A Simple Plan (1998) Directed by Sam Raimi. With Bill Paxton, Billy Bob Thornton, Brent Briscoe and Bridget Fonda.
Based on a novel by Scott B. Smith and directed by Sam Raimi, A Simple Plan tells the story of three men who stumble across the wreckage of a light aircraft, discovering a duffel bag containing $4.4m. Set in rural Minnesota, the Coen Borthers’ Fargo immediately springs to mind with the snowy landscapes acting as a backdrop to a catalogue of criminality.
Hank (Bill Paxton) is an honest, working guy with a newborn daughter to his wife, Sarah (Bridget Fonda). His brother, Jacob (Billy Bob Thornton) is a lost soul, living with the demons of his past. Together with Lou (Brent Briscoe), Hank and Jacob make the decision to form ‘a simple plan’ to keep the money. Of course, not all goes according.

Information shown

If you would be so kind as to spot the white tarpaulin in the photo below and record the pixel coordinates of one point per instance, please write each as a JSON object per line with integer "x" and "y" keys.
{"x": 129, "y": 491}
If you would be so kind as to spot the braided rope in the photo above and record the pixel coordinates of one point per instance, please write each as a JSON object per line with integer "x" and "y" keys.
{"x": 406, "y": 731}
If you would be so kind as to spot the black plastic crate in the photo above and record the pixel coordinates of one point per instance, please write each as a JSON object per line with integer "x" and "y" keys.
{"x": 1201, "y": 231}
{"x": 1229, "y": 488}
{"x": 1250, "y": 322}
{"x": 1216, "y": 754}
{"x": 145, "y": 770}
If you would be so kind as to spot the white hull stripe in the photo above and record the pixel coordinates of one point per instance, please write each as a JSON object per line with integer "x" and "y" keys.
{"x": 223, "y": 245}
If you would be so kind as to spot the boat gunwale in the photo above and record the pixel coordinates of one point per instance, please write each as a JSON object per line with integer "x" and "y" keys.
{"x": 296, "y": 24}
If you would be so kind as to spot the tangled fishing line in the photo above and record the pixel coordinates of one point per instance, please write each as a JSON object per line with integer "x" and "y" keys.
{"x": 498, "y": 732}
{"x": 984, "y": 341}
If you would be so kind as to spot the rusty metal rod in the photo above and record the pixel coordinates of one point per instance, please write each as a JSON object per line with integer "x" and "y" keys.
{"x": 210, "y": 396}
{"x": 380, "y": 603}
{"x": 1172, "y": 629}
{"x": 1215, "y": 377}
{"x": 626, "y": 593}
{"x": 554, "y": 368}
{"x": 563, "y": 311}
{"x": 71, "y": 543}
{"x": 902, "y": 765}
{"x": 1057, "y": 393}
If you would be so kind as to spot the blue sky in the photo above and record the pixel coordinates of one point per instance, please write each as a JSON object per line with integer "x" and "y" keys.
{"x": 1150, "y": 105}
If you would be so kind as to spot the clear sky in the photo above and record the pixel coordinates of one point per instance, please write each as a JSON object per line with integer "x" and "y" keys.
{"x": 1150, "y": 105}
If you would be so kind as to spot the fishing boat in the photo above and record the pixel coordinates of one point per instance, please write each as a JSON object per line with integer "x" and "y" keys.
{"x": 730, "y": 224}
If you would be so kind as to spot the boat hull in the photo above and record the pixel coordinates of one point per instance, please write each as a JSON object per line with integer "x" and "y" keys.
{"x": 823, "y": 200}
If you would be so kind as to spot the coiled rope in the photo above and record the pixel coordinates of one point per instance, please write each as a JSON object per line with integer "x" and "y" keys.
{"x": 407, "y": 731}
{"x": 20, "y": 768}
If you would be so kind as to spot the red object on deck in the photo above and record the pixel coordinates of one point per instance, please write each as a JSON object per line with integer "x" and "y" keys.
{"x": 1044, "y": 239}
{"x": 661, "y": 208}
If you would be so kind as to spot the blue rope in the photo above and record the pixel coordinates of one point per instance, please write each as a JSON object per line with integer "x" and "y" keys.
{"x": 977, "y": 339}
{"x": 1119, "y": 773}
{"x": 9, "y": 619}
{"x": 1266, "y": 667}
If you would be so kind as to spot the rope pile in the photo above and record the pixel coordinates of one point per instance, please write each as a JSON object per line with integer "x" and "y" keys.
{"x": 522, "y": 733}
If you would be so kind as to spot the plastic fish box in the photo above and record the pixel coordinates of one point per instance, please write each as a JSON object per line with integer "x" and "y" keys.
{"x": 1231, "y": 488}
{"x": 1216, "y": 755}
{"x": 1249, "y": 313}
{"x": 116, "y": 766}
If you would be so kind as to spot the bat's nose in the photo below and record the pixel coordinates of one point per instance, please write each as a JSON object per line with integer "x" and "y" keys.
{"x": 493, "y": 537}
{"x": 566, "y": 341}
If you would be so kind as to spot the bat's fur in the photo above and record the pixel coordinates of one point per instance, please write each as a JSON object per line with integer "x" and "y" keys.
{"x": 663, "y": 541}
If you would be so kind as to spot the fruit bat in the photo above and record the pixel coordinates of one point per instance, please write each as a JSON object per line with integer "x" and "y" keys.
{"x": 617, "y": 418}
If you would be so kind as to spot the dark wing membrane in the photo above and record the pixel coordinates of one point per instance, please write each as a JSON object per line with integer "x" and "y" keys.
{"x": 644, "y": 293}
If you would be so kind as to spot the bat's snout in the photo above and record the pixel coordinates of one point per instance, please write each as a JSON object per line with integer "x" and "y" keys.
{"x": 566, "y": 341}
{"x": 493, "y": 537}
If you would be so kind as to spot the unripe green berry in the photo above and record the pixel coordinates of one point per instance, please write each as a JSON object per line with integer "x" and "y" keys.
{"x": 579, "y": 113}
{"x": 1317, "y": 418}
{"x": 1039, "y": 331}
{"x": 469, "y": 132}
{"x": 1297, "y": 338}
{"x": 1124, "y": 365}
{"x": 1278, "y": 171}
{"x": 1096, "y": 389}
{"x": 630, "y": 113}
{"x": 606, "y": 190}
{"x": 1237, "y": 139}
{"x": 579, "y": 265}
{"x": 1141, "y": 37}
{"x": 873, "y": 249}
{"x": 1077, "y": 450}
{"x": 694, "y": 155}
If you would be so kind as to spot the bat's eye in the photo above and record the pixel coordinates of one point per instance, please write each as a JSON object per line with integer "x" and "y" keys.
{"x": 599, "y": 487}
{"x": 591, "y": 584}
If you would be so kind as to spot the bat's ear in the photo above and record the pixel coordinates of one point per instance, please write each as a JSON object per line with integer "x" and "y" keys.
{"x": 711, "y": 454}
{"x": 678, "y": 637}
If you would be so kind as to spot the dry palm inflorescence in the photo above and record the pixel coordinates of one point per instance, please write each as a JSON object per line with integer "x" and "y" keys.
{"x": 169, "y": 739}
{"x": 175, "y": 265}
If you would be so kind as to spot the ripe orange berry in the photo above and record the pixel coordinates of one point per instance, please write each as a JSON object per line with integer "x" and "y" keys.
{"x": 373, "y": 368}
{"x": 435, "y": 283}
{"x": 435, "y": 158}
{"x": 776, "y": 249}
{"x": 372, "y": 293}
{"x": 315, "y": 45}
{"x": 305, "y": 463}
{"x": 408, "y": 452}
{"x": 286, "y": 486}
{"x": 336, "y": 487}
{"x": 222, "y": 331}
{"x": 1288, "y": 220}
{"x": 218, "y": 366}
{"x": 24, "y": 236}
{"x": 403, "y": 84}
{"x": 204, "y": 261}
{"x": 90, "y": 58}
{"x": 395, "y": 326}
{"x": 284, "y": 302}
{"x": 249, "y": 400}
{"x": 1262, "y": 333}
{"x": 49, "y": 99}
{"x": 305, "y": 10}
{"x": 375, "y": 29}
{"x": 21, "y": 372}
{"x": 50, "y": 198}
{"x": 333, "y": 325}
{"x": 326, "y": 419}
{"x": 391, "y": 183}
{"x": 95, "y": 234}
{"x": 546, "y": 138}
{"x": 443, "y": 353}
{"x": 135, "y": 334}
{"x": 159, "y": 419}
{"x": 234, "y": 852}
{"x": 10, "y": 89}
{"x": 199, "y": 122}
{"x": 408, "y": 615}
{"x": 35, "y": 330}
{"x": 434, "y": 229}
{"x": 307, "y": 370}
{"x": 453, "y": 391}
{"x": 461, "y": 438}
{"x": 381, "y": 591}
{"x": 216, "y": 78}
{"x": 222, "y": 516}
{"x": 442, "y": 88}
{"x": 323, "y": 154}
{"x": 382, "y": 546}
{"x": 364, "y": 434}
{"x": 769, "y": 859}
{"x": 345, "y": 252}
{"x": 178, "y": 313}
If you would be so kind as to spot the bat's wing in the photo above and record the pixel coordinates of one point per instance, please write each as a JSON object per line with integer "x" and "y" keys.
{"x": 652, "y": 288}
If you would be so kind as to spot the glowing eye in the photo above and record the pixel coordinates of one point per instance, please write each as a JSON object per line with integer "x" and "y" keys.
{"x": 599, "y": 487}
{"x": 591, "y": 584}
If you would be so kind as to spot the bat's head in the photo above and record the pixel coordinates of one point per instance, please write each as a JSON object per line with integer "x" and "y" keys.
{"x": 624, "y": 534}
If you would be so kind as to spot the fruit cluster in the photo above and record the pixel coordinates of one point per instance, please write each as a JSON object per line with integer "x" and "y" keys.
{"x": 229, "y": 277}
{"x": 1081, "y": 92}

Required task A
Copy the film review word for word, starting at the words containing "Hank (Bill Paxton)" and stopping after "all goes according.".
Required task B
Continue the review of A Simple Plan from the point where it ends.

Final answer A
Hank (Bill Paxton) is an honest, working guy with a newborn daughter to his wife, Sarah (Bridget Fonda). His brother, Jacob (Billy Bob Thornton) is a lost soul, living with the demons of his past. Together with Lou (Brent Briscoe), Hank and Jacob make the decision to form ‘a simple plan’ to keep the money. Of course, not all goes according.

Final answer B
While there’s little to trouble Fargo in terms of all-time classic status, Raimi handles the drama well, steadily turning the screw as the plot becomes more tangled. Casting Bill Paxton as the lead prevents the inherent distraction that comes with an A-list superstar, and further helps the audience place themselves in the shoes of the every-man to ask the overarching question – ” What would you do?”
In his supporting role, Billy Bob Thornton is excellent as Paxton’s troubled brother, capturing a sense of unpredictability that serves the overall tension. Moreover, Bridget Fonda contributes a surprising amount of ‘spike’ to what initially seems like a bland supporting role.
Raimi takes the time to pay homage to his own horror roots, serving up shots of crows congregated around the site of the crashed plane. There is a deftly applied hint that they know more than we do, which adds a layer of unease.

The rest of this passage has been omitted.